··· Recorded data ···

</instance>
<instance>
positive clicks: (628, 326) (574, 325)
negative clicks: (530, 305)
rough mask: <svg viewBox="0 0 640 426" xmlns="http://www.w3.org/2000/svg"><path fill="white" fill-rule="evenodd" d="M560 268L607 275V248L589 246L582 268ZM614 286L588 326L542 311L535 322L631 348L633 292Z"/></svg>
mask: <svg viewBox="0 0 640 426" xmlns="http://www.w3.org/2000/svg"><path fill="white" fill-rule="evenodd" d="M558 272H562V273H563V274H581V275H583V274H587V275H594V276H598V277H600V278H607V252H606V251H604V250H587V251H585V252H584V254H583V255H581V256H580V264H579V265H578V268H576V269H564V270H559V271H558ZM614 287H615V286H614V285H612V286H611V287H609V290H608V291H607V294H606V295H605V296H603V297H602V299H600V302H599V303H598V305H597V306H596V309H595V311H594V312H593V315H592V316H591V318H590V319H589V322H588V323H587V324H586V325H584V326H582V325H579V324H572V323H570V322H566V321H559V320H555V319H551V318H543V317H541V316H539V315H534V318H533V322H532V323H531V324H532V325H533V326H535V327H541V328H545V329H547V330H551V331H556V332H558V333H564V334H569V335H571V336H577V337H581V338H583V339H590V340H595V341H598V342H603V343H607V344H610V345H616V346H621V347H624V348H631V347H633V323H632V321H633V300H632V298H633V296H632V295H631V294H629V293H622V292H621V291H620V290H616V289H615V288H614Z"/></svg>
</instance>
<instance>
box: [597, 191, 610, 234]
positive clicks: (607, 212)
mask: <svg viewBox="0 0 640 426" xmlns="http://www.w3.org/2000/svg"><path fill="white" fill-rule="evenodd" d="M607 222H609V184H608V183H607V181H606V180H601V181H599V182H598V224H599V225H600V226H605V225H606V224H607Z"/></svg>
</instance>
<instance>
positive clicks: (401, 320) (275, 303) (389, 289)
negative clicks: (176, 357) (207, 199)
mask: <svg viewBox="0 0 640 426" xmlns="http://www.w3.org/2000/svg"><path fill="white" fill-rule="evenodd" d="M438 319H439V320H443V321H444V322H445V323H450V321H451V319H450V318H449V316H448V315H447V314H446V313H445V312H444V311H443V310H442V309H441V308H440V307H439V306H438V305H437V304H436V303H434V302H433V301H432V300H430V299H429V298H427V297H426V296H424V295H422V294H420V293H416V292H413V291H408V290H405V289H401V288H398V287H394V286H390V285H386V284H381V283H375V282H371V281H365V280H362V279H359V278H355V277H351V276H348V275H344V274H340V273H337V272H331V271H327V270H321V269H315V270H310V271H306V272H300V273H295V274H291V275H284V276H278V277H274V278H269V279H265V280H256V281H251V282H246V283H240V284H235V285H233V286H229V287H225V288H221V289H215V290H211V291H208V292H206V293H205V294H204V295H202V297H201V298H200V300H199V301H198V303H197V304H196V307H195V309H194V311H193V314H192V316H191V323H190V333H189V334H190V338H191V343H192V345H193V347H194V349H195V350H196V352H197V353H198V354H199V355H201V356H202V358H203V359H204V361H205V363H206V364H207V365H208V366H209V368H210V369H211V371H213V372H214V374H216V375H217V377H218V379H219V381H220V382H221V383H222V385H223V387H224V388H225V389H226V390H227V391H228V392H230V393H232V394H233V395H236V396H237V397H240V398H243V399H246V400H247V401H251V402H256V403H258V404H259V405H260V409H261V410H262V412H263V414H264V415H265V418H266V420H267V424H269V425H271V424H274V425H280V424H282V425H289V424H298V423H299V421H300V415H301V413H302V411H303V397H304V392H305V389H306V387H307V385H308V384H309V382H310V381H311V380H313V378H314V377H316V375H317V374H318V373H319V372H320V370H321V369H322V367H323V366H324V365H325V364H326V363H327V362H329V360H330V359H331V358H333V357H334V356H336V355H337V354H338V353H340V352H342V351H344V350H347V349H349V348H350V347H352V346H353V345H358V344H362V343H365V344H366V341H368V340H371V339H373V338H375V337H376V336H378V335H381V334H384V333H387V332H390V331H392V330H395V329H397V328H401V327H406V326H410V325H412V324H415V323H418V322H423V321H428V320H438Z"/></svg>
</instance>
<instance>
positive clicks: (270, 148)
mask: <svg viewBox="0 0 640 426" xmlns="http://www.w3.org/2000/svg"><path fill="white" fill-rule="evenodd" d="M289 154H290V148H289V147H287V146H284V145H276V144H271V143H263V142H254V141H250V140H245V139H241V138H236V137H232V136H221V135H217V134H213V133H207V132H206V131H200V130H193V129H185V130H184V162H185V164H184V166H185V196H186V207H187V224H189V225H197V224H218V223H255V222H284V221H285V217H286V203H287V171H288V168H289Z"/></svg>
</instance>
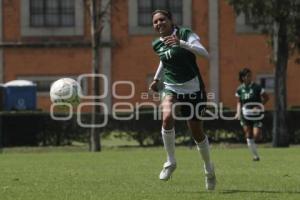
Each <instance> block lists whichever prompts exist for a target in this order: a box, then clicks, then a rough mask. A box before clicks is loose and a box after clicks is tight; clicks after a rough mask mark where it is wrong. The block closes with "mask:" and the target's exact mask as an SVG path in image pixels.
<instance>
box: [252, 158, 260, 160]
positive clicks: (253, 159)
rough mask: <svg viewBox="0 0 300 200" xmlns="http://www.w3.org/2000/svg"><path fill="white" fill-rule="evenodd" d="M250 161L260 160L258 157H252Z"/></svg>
mask: <svg viewBox="0 0 300 200" xmlns="http://www.w3.org/2000/svg"><path fill="white" fill-rule="evenodd" d="M252 160H253V161H260V158H259V157H254V158H253V159H252Z"/></svg>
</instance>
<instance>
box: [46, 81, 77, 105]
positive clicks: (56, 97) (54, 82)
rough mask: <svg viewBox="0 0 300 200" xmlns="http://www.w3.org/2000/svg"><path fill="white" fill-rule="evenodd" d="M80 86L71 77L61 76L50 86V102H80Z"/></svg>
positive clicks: (72, 103) (71, 104) (74, 103)
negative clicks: (62, 77) (63, 77)
mask: <svg viewBox="0 0 300 200" xmlns="http://www.w3.org/2000/svg"><path fill="white" fill-rule="evenodd" d="M79 91H80V86H79V84H78V82H77V81H75V80H74V79H71V78H61V79H58V80H57V81H55V82H53V83H52V85H51V87H50V99H51V102H52V103H69V104H71V105H72V106H76V105H78V104H79V103H80V98H79Z"/></svg>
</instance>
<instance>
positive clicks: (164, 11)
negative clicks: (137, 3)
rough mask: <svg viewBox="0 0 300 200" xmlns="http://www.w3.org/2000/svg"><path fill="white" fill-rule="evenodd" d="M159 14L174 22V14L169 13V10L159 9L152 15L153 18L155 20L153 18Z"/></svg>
mask: <svg viewBox="0 0 300 200" xmlns="http://www.w3.org/2000/svg"><path fill="white" fill-rule="evenodd" d="M157 13H161V14H163V15H164V16H166V17H167V18H168V19H169V20H171V21H172V13H171V12H170V11H168V10H161V9H157V10H155V11H154V12H153V13H152V18H153V16H154V15H155V14H157Z"/></svg>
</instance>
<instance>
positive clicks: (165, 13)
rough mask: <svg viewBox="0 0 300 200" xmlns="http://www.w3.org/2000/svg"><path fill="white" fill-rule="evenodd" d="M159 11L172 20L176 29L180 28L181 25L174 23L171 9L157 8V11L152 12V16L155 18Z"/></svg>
mask: <svg viewBox="0 0 300 200" xmlns="http://www.w3.org/2000/svg"><path fill="white" fill-rule="evenodd" d="M157 13H160V14H163V15H164V16H166V17H167V18H168V19H169V20H171V21H172V24H173V27H174V28H175V29H179V27H178V26H177V25H176V24H174V22H173V17H172V13H171V12H170V11H168V10H162V9H157V10H155V11H154V12H153V13H152V18H153V16H154V15H155V14H157ZM177 34H179V33H178V31H177ZM177 36H178V35H177Z"/></svg>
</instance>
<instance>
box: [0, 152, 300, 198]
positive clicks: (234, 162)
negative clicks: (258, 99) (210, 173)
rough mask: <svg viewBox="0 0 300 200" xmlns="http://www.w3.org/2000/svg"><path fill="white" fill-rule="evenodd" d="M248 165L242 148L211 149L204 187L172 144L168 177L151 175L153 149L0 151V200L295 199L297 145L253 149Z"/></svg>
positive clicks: (246, 153)
mask: <svg viewBox="0 0 300 200" xmlns="http://www.w3.org/2000/svg"><path fill="white" fill-rule="evenodd" d="M259 152H260V153H261V158H262V160H261V161H260V162H252V161H251V158H250V153H249V152H248V150H247V149H246V148H245V147H243V148H224V147H220V146H216V147H214V148H213V149H212V157H213V160H214V162H215V167H216V174H217V179H218V185H217V188H216V190H215V191H213V192H207V191H206V190H205V188H204V177H203V169H202V162H201V161H200V159H199V154H198V152H197V151H196V149H195V148H193V149H189V148H186V147H179V148H177V149H176V153H177V161H178V168H177V170H176V171H175V173H174V176H173V178H172V180H170V181H168V182H162V181H159V180H158V174H159V172H160V170H161V166H162V164H163V161H164V159H165V153H164V151H163V149H162V147H160V148H114V149H113V148H106V149H104V150H103V151H102V152H101V153H89V152H84V151H83V150H82V148H79V150H78V151H76V150H74V149H73V150H72V151H71V150H66V151H64V150H63V149H62V148H60V149H59V150H57V149H55V148H54V149H49V148H45V149H42V150H41V149H39V150H36V151H35V150H28V151H27V150H23V151H18V150H5V151H4V152H3V153H2V154H0V199H1V200H8V199H11V200H18V199H20V200H44V199H49V200H60V199H64V200H73V199H75V200H90V199H97V200H98V199H99V200H119V199H120V200H127V199H128V200H146V199H149V200H150V199H151V200H158V199H165V200H177V199H178V200H192V199H197V200H205V199H215V200H224V199H228V200H234V199H236V200H245V199H249V200H256V199H257V200H266V199H272V200H273V199H278V200H290V199H293V200H297V199H300V159H299V158H300V156H299V154H300V148H299V147H291V148H286V149H273V148H260V149H259Z"/></svg>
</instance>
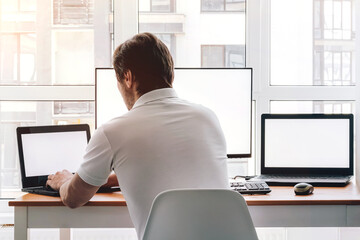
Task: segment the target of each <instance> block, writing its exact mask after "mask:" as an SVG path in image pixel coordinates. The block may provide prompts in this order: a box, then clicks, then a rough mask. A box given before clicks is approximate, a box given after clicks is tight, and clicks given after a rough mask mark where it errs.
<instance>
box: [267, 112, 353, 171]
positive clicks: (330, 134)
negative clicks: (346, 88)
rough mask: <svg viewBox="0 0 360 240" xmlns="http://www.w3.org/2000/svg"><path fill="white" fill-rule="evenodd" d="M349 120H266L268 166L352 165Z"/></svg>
mask: <svg viewBox="0 0 360 240" xmlns="http://www.w3.org/2000/svg"><path fill="white" fill-rule="evenodd" d="M349 124H350V123H349V119H266V120H265V126H266V127H265V162H264V164H265V167H270V168H271V167H272V168H349V167H350V166H349V164H350V163H349V156H350V148H349V146H350V143H349V141H350V136H349V134H350V131H349V129H350V126H349Z"/></svg>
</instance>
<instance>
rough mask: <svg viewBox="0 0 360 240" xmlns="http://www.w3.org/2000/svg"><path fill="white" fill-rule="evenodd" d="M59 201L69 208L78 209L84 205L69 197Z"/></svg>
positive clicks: (67, 195) (83, 203)
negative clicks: (62, 202) (74, 208)
mask: <svg viewBox="0 0 360 240" xmlns="http://www.w3.org/2000/svg"><path fill="white" fill-rule="evenodd" d="M61 200H62V202H63V203H64V204H65V206H68V207H69V208H78V207H81V206H82V205H84V203H81V202H79V201H77V200H76V199H73V198H71V197H69V195H67V196H65V197H62V198H61Z"/></svg>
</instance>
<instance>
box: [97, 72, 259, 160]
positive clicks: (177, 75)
mask: <svg viewBox="0 0 360 240" xmlns="http://www.w3.org/2000/svg"><path fill="white" fill-rule="evenodd" d="M173 87H174V89H175V90H176V92H177V94H178V96H179V97H180V98H182V99H185V100H188V101H190V102H193V103H198V104H201V105H203V106H205V107H208V108H210V109H211V110H213V111H214V112H215V114H216V115H217V117H218V119H219V121H220V124H221V127H222V129H223V131H224V135H225V139H226V142H227V151H228V155H229V157H249V156H250V155H251V104H252V69H249V68H238V69H200V68H197V69H195V68H186V69H185V68H184V69H183V68H181V69H175V78H174V83H173ZM126 112H127V108H126V107H125V104H124V103H123V100H122V97H121V95H120V93H119V91H118V89H117V86H116V77H115V72H114V70H113V69H102V68H100V69H96V125H97V126H100V125H101V124H103V123H105V122H106V121H108V120H110V119H112V118H114V117H117V116H120V115H122V114H124V113H126Z"/></svg>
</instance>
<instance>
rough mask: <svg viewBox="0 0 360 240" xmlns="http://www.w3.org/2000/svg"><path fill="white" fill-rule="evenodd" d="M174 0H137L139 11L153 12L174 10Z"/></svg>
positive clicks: (162, 11)
mask: <svg viewBox="0 0 360 240" xmlns="http://www.w3.org/2000/svg"><path fill="white" fill-rule="evenodd" d="M175 4H176V0H139V5H140V6H139V11H141V12H153V13H169V12H175Z"/></svg>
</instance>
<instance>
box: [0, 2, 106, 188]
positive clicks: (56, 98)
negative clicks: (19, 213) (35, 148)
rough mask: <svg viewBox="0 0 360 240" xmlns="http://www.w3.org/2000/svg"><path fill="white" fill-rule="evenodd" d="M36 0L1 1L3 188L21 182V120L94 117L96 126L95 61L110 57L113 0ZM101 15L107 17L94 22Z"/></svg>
mask: <svg viewBox="0 0 360 240" xmlns="http://www.w3.org/2000/svg"><path fill="white" fill-rule="evenodd" d="M38 2H39V1H36V0H17V1H12V0H11V1H10V0H0V18H1V21H0V183H1V185H0V188H1V189H16V188H20V187H21V186H20V175H19V166H18V165H19V163H18V161H19V160H18V152H17V147H16V146H17V143H16V134H15V133H16V131H15V129H16V128H17V127H18V126H26V125H50V124H51V125H52V124H55V125H56V124H78V123H88V124H89V125H90V128H91V129H92V130H93V129H94V127H95V126H94V125H95V123H94V91H95V90H94V86H93V84H94V78H95V74H94V65H95V60H96V61H97V64H99V65H100V66H104V67H109V64H110V63H111V58H110V57H109V58H106V59H105V58H104V56H105V55H104V54H105V53H106V52H108V53H109V54H108V55H109V56H110V55H111V48H112V47H111V34H112V30H111V28H110V26H111V25H110V24H111V23H112V22H111V17H110V16H111V2H112V1H110V0H107V1H99V2H98V5H97V6H98V7H97V9H96V10H95V9H94V1H93V0H52V1H41V4H38ZM96 14H97V15H102V16H106V18H105V19H106V21H103V18H99V19H101V22H100V21H99V20H97V21H98V22H97V24H96V22H95V21H96V19H95V18H94V15H96ZM95 25H96V26H95ZM95 28H97V31H98V34H99V35H100V34H101V38H100V37H98V38H96V37H95ZM100 30H101V31H100ZM103 39H108V40H109V41H108V42H106V43H107V44H108V45H106V44H104V42H103ZM95 41H96V42H97V44H95ZM95 46H97V49H95ZM99 48H101V49H100V50H99ZM95 50H96V51H97V52H101V54H97V55H96V56H98V58H95V57H94V52H96V51H95Z"/></svg>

···

What are the lines above, starting at the one with "Task: segment the" and ending at the one with "positive clicks: (67, 195) (83, 203)"? Give them again exactly, and only them.

Task: segment the target of each <instance> block, writing its exact mask after "mask:" as an SVG path in image pixel coordinates. The block may provide prompts in this order: a box, then clicks, then a rough mask. A box given before clicks is approximate, a box given after clicks is tight, and clicks given after a rough mask mark where it errs.
<instance>
box: [267, 112, 353, 171]
positive clicks: (330, 134)
negative clicks: (346, 88)
rough mask: <svg viewBox="0 0 360 240" xmlns="http://www.w3.org/2000/svg"><path fill="white" fill-rule="evenodd" d="M349 120H266L268 166L352 165Z"/></svg>
mask: <svg viewBox="0 0 360 240" xmlns="http://www.w3.org/2000/svg"><path fill="white" fill-rule="evenodd" d="M349 124H350V123H349V119H266V120H265V126H266V127H265V162H264V164H265V167H270V168H271V167H272V168H349V167H350V166H349V164H350V163H349V156H350V148H349V146H350V143H349V141H350V136H349V134H350V131H349V129H350V126H349Z"/></svg>
</instance>
<instance>
rough mask: <svg viewBox="0 0 360 240" xmlns="http://www.w3.org/2000/svg"><path fill="white" fill-rule="evenodd" d="M59 201L69 208L78 209L84 205L69 197Z"/></svg>
positive clicks: (67, 195) (83, 203)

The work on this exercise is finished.